In the rows below, turn the stretch from the line containing "Target: white ceramic bowl" through the last line into a JSON list of strings, one string per line, skipping any blank lines.
[start of Items]
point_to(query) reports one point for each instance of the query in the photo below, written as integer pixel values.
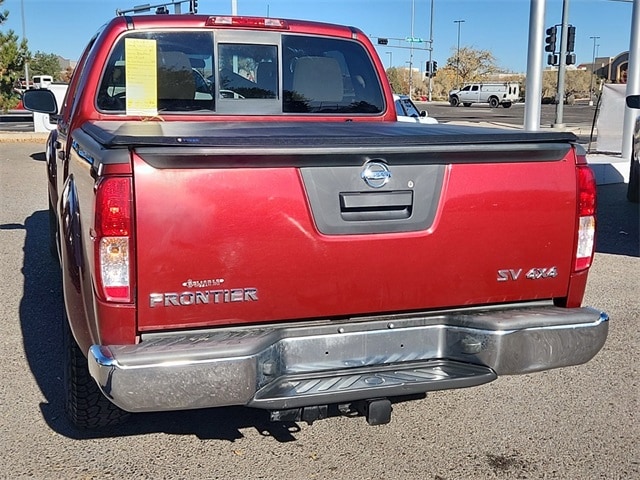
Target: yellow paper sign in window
(141, 78)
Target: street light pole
(24, 38)
(458, 52)
(431, 53)
(413, 9)
(593, 71)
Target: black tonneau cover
(265, 135)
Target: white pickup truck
(495, 94)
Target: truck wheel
(86, 406)
(633, 190)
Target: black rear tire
(53, 230)
(85, 405)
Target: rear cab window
(231, 72)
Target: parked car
(633, 192)
(408, 112)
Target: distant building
(611, 69)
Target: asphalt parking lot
(575, 423)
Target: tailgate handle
(367, 206)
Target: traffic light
(431, 68)
(550, 40)
(571, 40)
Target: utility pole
(562, 66)
(532, 105)
(593, 71)
(431, 53)
(24, 37)
(459, 22)
(413, 9)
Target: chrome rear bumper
(295, 365)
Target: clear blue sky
(63, 27)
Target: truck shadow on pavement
(41, 323)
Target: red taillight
(247, 22)
(586, 217)
(113, 243)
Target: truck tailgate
(246, 224)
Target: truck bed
(251, 223)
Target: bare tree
(472, 65)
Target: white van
(42, 81)
(495, 94)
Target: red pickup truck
(240, 220)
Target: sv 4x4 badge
(511, 274)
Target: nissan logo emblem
(376, 174)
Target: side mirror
(40, 100)
(633, 101)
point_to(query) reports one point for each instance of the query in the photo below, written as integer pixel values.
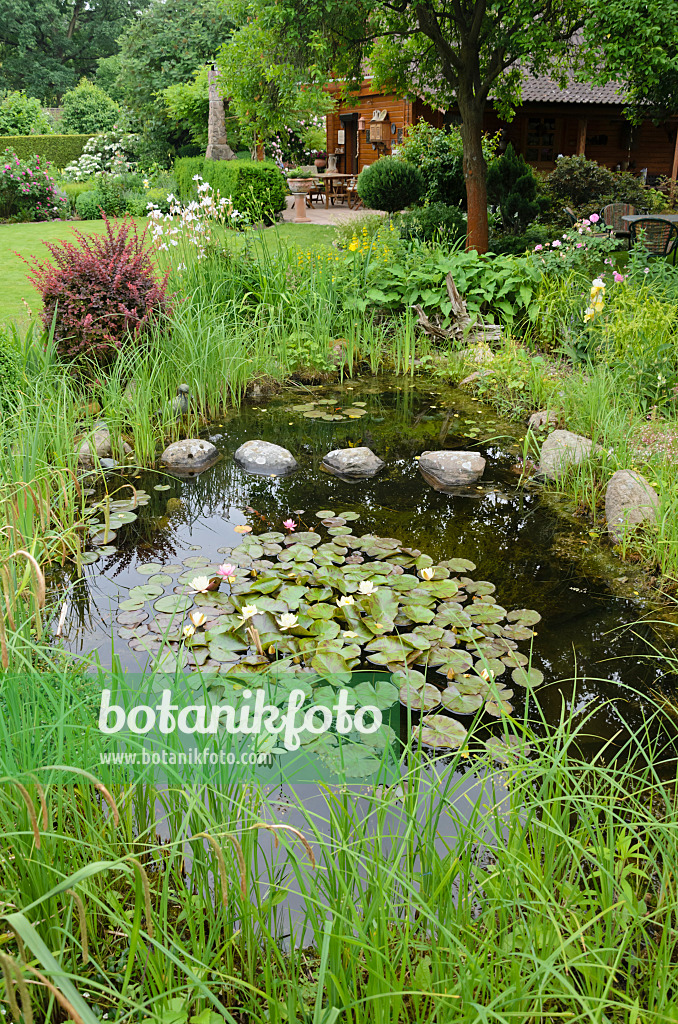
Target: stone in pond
(563, 449)
(451, 469)
(96, 446)
(353, 464)
(189, 457)
(265, 459)
(630, 500)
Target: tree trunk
(475, 174)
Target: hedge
(255, 187)
(60, 150)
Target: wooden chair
(611, 218)
(659, 237)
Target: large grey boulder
(98, 445)
(563, 449)
(265, 459)
(354, 464)
(188, 457)
(630, 500)
(451, 469)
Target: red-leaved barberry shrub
(103, 289)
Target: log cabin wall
(541, 132)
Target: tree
(447, 51)
(166, 45)
(270, 87)
(46, 46)
(87, 109)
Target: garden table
(328, 178)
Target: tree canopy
(46, 46)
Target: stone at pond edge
(189, 457)
(265, 459)
(356, 464)
(542, 420)
(563, 449)
(630, 500)
(451, 469)
(96, 446)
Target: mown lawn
(18, 241)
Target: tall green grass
(540, 890)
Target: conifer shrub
(103, 289)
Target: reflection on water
(514, 536)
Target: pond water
(515, 536)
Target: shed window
(541, 141)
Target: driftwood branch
(463, 327)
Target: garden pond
(494, 552)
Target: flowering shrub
(193, 224)
(581, 248)
(27, 189)
(109, 153)
(103, 290)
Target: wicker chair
(659, 237)
(611, 218)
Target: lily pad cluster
(103, 520)
(312, 606)
(331, 410)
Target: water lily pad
(439, 731)
(146, 592)
(173, 603)
(524, 616)
(527, 677)
(426, 697)
(461, 704)
(499, 708)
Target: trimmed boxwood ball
(390, 184)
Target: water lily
(201, 585)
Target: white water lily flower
(201, 584)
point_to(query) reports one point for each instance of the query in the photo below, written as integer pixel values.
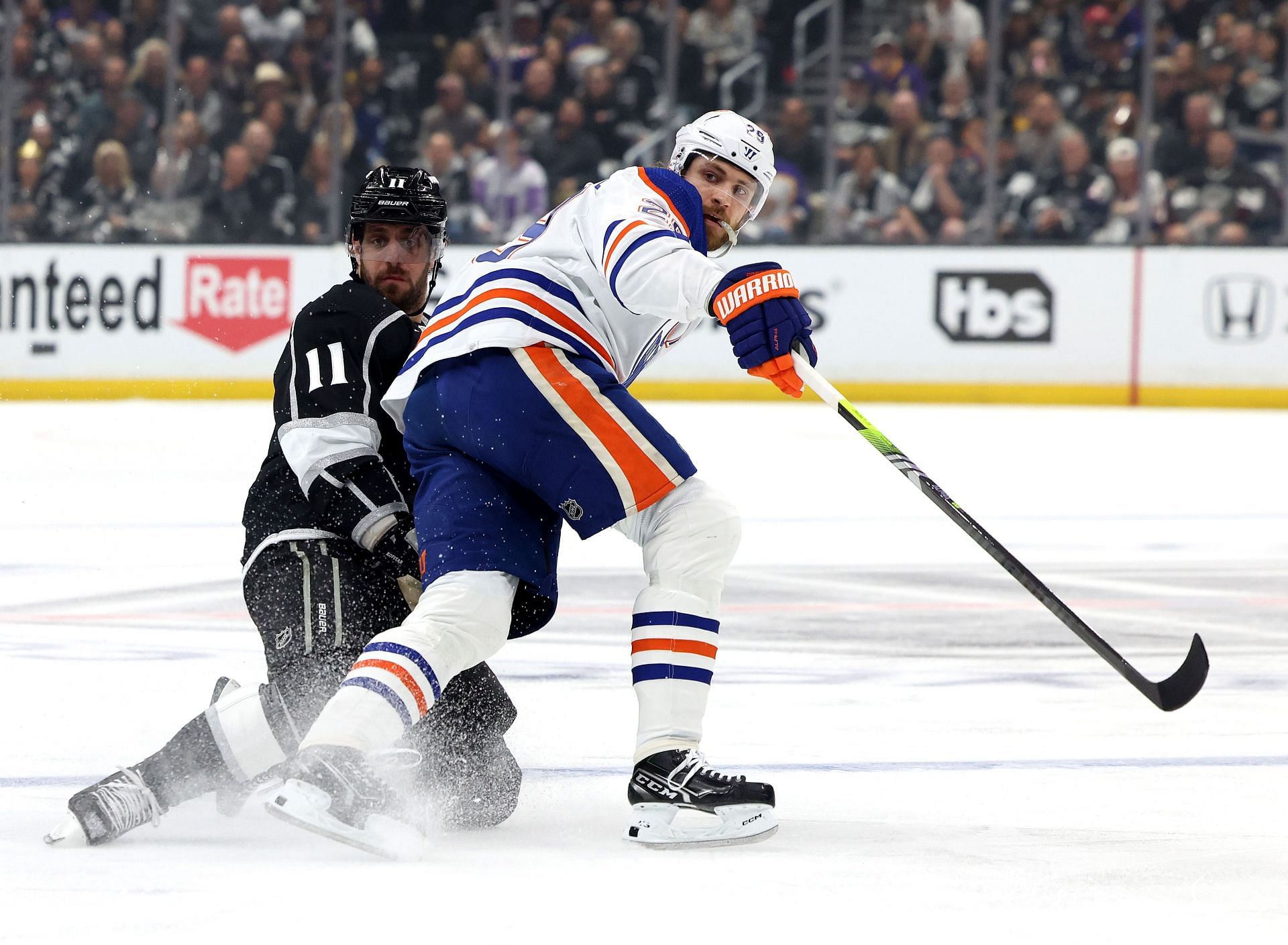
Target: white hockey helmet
(733, 138)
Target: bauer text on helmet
(729, 137)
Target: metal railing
(805, 58)
(757, 64)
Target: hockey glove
(761, 309)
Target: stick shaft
(1177, 689)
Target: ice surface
(951, 763)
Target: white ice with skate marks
(949, 759)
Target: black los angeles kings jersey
(335, 466)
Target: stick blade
(1185, 683)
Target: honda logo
(1240, 308)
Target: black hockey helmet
(405, 196)
(398, 194)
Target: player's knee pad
(253, 729)
(688, 539)
(462, 620)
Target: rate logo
(237, 302)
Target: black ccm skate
(666, 783)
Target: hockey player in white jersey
(517, 417)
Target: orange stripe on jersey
(627, 229)
(661, 193)
(403, 676)
(693, 647)
(647, 480)
(532, 302)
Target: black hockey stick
(1170, 694)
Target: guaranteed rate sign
(237, 302)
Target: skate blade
(303, 805)
(745, 823)
(68, 833)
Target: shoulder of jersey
(667, 191)
(354, 300)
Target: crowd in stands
(248, 152)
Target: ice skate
(334, 792)
(103, 812)
(666, 783)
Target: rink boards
(1015, 325)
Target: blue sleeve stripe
(409, 653)
(523, 276)
(526, 319)
(384, 693)
(648, 237)
(667, 671)
(608, 233)
(674, 618)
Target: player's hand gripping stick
(760, 307)
(1170, 694)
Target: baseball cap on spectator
(270, 72)
(1096, 17)
(1122, 150)
(885, 39)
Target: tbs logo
(995, 307)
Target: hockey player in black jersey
(330, 545)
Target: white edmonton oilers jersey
(611, 273)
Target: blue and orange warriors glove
(760, 307)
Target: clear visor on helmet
(728, 186)
(392, 242)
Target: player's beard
(410, 299)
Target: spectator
(634, 76)
(570, 154)
(147, 78)
(439, 159)
(904, 147)
(603, 119)
(1224, 203)
(1122, 224)
(535, 106)
(98, 112)
(229, 213)
(272, 183)
(511, 187)
(272, 26)
(889, 74)
(468, 62)
(956, 25)
(857, 115)
(866, 200)
(921, 50)
(946, 196)
(107, 200)
(956, 106)
(29, 210)
(315, 194)
(1040, 144)
(452, 112)
(80, 18)
(725, 34)
(189, 166)
(199, 97)
(1184, 17)
(235, 78)
(1184, 150)
(1072, 200)
(799, 142)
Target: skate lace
(394, 759)
(130, 802)
(694, 763)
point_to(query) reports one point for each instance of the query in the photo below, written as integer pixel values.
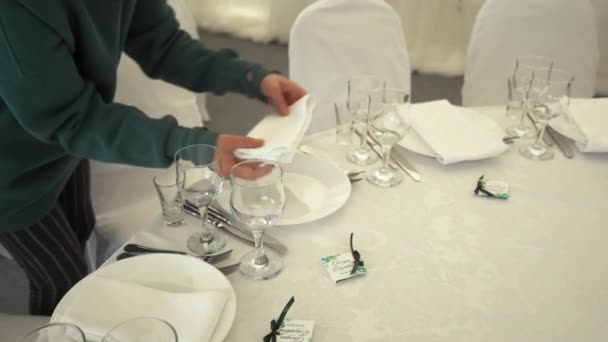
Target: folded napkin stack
(455, 135)
(282, 135)
(591, 117)
(105, 302)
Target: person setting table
(58, 62)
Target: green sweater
(58, 61)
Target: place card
(340, 267)
(492, 188)
(296, 331)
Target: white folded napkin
(453, 135)
(591, 117)
(106, 302)
(282, 134)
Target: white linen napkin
(282, 135)
(591, 117)
(453, 135)
(106, 302)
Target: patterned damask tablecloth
(445, 265)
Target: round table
(444, 265)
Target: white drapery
(437, 31)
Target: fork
(229, 269)
(136, 249)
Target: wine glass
(530, 78)
(358, 105)
(142, 329)
(199, 182)
(389, 122)
(257, 201)
(554, 101)
(55, 332)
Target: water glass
(345, 128)
(389, 122)
(199, 182)
(55, 332)
(258, 201)
(357, 104)
(530, 78)
(170, 199)
(142, 329)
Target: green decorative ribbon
(480, 188)
(276, 325)
(356, 255)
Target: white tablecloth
(447, 266)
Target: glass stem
(386, 155)
(539, 137)
(206, 233)
(524, 110)
(260, 256)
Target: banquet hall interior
(455, 50)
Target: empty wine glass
(554, 101)
(389, 122)
(55, 332)
(199, 183)
(258, 200)
(357, 103)
(142, 329)
(530, 77)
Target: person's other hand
(281, 92)
(225, 146)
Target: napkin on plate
(591, 117)
(106, 302)
(453, 135)
(282, 135)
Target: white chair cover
(332, 40)
(563, 30)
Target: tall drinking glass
(199, 183)
(530, 77)
(359, 88)
(389, 122)
(258, 200)
(553, 102)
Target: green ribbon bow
(480, 188)
(356, 255)
(276, 325)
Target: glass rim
(55, 324)
(244, 182)
(167, 324)
(157, 182)
(177, 160)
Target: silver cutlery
(229, 269)
(397, 158)
(220, 220)
(212, 259)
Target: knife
(398, 158)
(240, 234)
(564, 144)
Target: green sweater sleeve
(44, 90)
(183, 61)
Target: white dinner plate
(415, 143)
(315, 188)
(165, 272)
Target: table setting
(423, 221)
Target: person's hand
(225, 146)
(281, 92)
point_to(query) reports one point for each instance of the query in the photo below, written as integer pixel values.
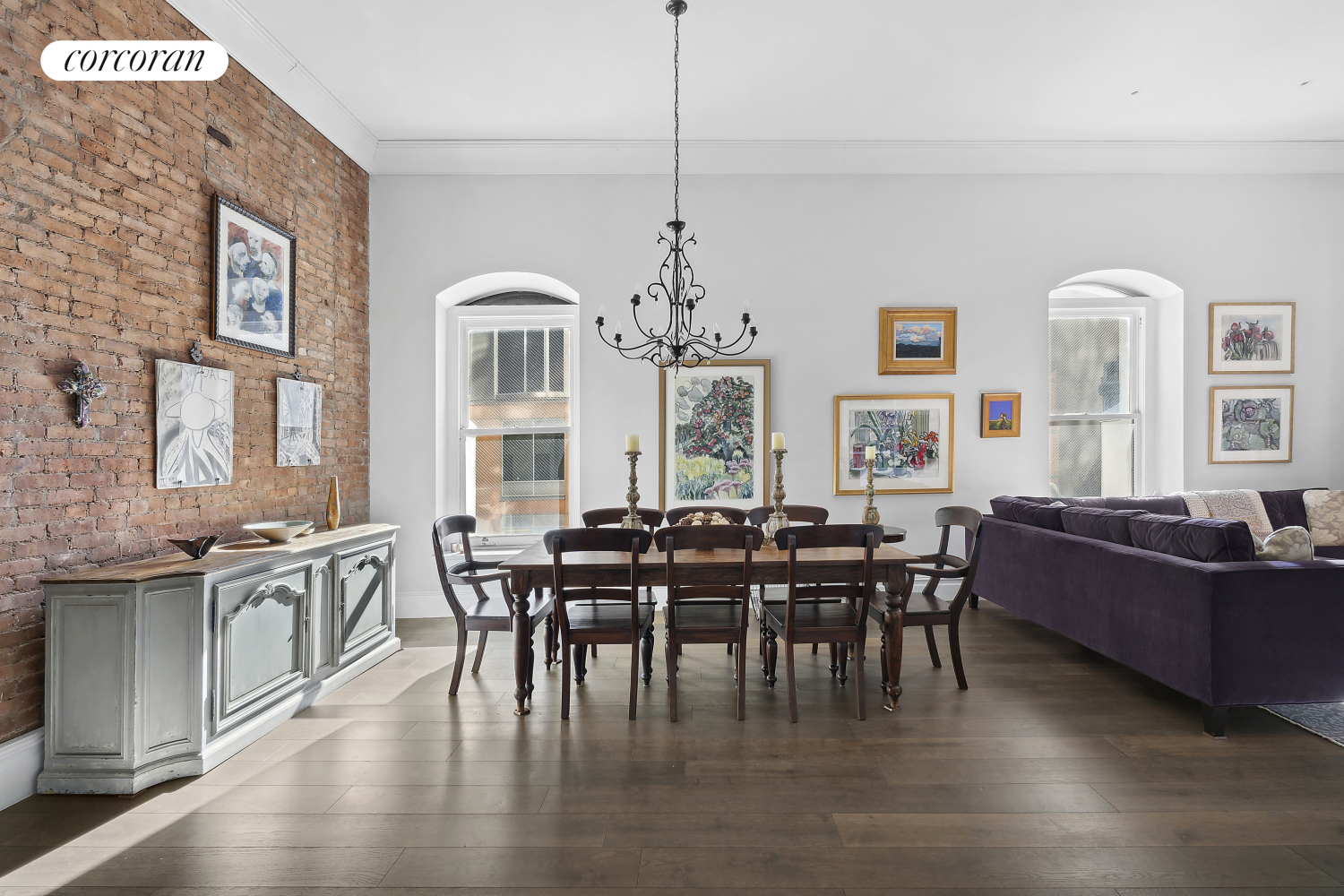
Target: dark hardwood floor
(1058, 772)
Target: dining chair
(804, 618)
(616, 616)
(733, 514)
(652, 519)
(926, 608)
(795, 513)
(487, 613)
(707, 613)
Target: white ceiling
(456, 73)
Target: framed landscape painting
(1250, 425)
(911, 435)
(1252, 338)
(1000, 416)
(714, 429)
(254, 281)
(917, 340)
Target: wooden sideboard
(164, 668)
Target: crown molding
(257, 50)
(855, 158)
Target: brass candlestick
(632, 497)
(777, 520)
(870, 512)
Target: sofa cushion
(1289, 543)
(1166, 504)
(1193, 538)
(1285, 508)
(1099, 524)
(1325, 514)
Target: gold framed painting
(1250, 425)
(917, 340)
(1000, 416)
(714, 429)
(1252, 338)
(911, 441)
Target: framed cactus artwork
(714, 435)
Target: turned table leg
(521, 642)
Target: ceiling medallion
(679, 341)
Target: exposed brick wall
(105, 257)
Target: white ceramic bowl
(280, 530)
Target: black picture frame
(246, 314)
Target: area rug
(1324, 719)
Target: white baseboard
(21, 763)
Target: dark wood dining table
(530, 571)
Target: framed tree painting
(1252, 338)
(194, 425)
(714, 427)
(1250, 425)
(917, 340)
(1000, 416)
(254, 281)
(911, 435)
(298, 422)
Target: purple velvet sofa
(1175, 598)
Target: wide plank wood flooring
(1058, 772)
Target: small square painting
(999, 414)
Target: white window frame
(462, 317)
(1137, 309)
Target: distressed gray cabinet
(164, 668)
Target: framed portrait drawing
[end of Items]
● Task response:
[
  "Target: white ceramic bowl",
  "(280, 530)",
  "Target: black picture frame",
  "(246, 314)",
  "Target: area rug",
  "(1324, 719)",
  "Target: white baseboard",
  "(21, 763)",
  "Target: dark wood dining table",
  "(530, 571)",
  "Target: framed tree painting",
  "(1252, 338)",
  "(194, 425)",
  "(714, 427)",
  "(1250, 425)",
  "(917, 340)",
  "(1000, 416)",
  "(254, 281)",
  "(911, 435)",
  "(298, 422)",
  "Target: purple velvet sofa",
  "(1175, 598)",
  "Target: wide plank wood flooring",
  "(1058, 772)",
  "Target: small square painting",
  "(999, 414)",
  "Target: white window frame",
  "(462, 317)",
  "(1137, 309)",
  "Target: distressed gray cabinet",
  "(164, 668)",
  "Target: framed portrait drawing"
]